## Article
☆ ☆ ☆ ☆ ☆

Eventually, Lilah decided to go out to the garden with Claire; Emily, Melanie, and I moved to the living room with our mugs of tea and snuggly smiley Cole, just up from his nap. With only a few other minor incidents (tickling and laughing fests that had to be moved to another room, lost gloves and coats that needed to be zipped, and a technical difficulty with using the toilet resulting in a puddle and a wet pair of underwear and tights), Emily's time with us went by and we were able to have a bit of connection and conversation. It was almost six when she left, and dinner still needed to be started. Claire was hungry and didn't want to wait. I hoped she would be able to avoid disintegrating into a puddle of fuss. She came to watch me cut up potatoes and dredge the fish in flour, salt, and pepper. "Julie, I wish I could be a mommy!"

I looked at her. I wondered what she would have done with herself that afternoon had she been the mommy. Then I smiled and said, "Me too, Claire. I think it's an important job."

Melanie sliced the carrots and then Joshua needed attention, so she took him to the playroom. Claire and I were alone in the kitchen; there was nothing to do until the potatoes were closer to being done, so I suggested that she bring some books into the kitchen for me to read to her. She thought that was a good idea (apparently my brainstorming powers were improving), and we sat on the bench at the kitchen table together. The potatoes gave us two books' worth of time until the rest of dinner needed to be prepared. It was just what we needed: positive interaction, physical touch, no one else clamoring for our attention.

That night at bedtime, I was tired but Lilah was in a high-flying mood. As she picked up a puzzle in her room, she sang a little song she'd made up: "Hallelulia, hallelulia, hallelulia." "We're in church," she explained to me. "And our pajamas can be our church clothes. And we can sing 'Hallelulia." After the room was clean and she was in her jamies, she skipped up and down the long hall, singing and singing her song. Claire joined her and added to the song: "Hallelulia, God and Jesus Christ!"

☆ ☆ ☆ ☆ ☆

## What this task involves
Write a continuation of the story of the children's evening, starting after its last sentence. The data that come next are drawn from a separate source and bear no relation to the story of the children's evening.

## Dataset content
☆ ☆ ☆ ☆ ☆

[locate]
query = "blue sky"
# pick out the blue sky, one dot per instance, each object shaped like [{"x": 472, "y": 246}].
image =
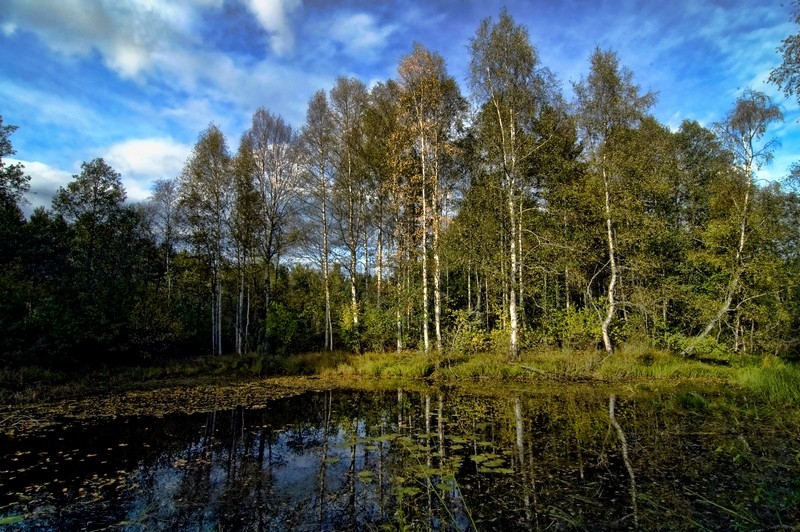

☆ ☆ ☆ ☆ ☆

## Exercise result
At last they were in bed, and I felt like I could have gone there, too. Melanie and I flopped into comfy chairs in the living room and relished the quiet moments. We had just been talking that morning about how child training requires you to see each minute as a fresh start. If you hang on to this morning's grievances, mistakes, and rebellions, or even the disobedience of the previous minute, you cripple your relationship with the child and rob your day of delight. Still, I think it's also okay to appreciate the rest that night brings, the long quiet stretch with no grievances, nothing to mar your relationship.

Melanie and I took our own advice and relished each minute of our last evening together, sharing our hearts and then praying together. When we bowed to pray, for a long time there was silence. A rich, refreshing quiet during which God poured into our hearts. Sometimes it takes a rowdy day to make you appreciate stillness. 

And, not that these have anything to do with this post (other than being taken on the same day that all of this took place), but just as a special bonus to make your day brighter:

Wednesday, February 2, 2011

Bunte Welt

The ground is frozen, and the sky also seems to be stuck on Grey. No snow, no sun, no rain, no change. But the week has been colorful, funny and sweet and busy.

Lilah said to me as we walked up the sidewalk to the kindergarten yesterday morning, "I almost had a hiccup!" "And then what happened?" I asked her. "It flied out of my mouth."

This morning I sat in my room with Bible and journal and kept an ear out for the girls who were playing in their room. Footsteps racing down the hall, then back again. "I'm tired! I need to rest on this leaf here." "Yeah, I'm going to curl up in this flower." "I'm ready to go again!" "No, I'm too tired; I don't want to go back to that country." "Yes, let's go!" "I know -- let's go to Italy!!!!" "YEAH!!!" (More flying footsteps.)

Cole was ecstatic over our trip on the S-Bahn this morning. I got him out of the stroller and sat him on the seat beside me, where he pointed out the window with a frenzy of enthusiasm at every train, made calls on the toy phone he'd brought along, and held my hand in case of sudden lurches.

I woke Lilah up from a nap yesterday because it was getting late, but apparently she was still tired; she sat on my lap in the kitchen for perhaps 45 minutes, not speaking a single word, only moving to settle herself into a deeper snuggle. Melanie was happy to start making dinner, but then Joshua got a little fussy and as I watched her slapping the chicken into the pan one-handed while holding a large and squirmy one-year-old under the other arm, I decided maybe I should get up and help her. Lilah sat on the bench staring into space for a while, then suddenly she was standing beside me, her face a grimace and giant tears on her cheeks. "What is it, Lilah? Would you like to say something?" I asked in a cheerful voice. Struggling to pull her face into a normal expression, she said over a sob, "I -- want to sit on your lap!" So, when I finished putting the rice on, we had a little more snuggling time :-).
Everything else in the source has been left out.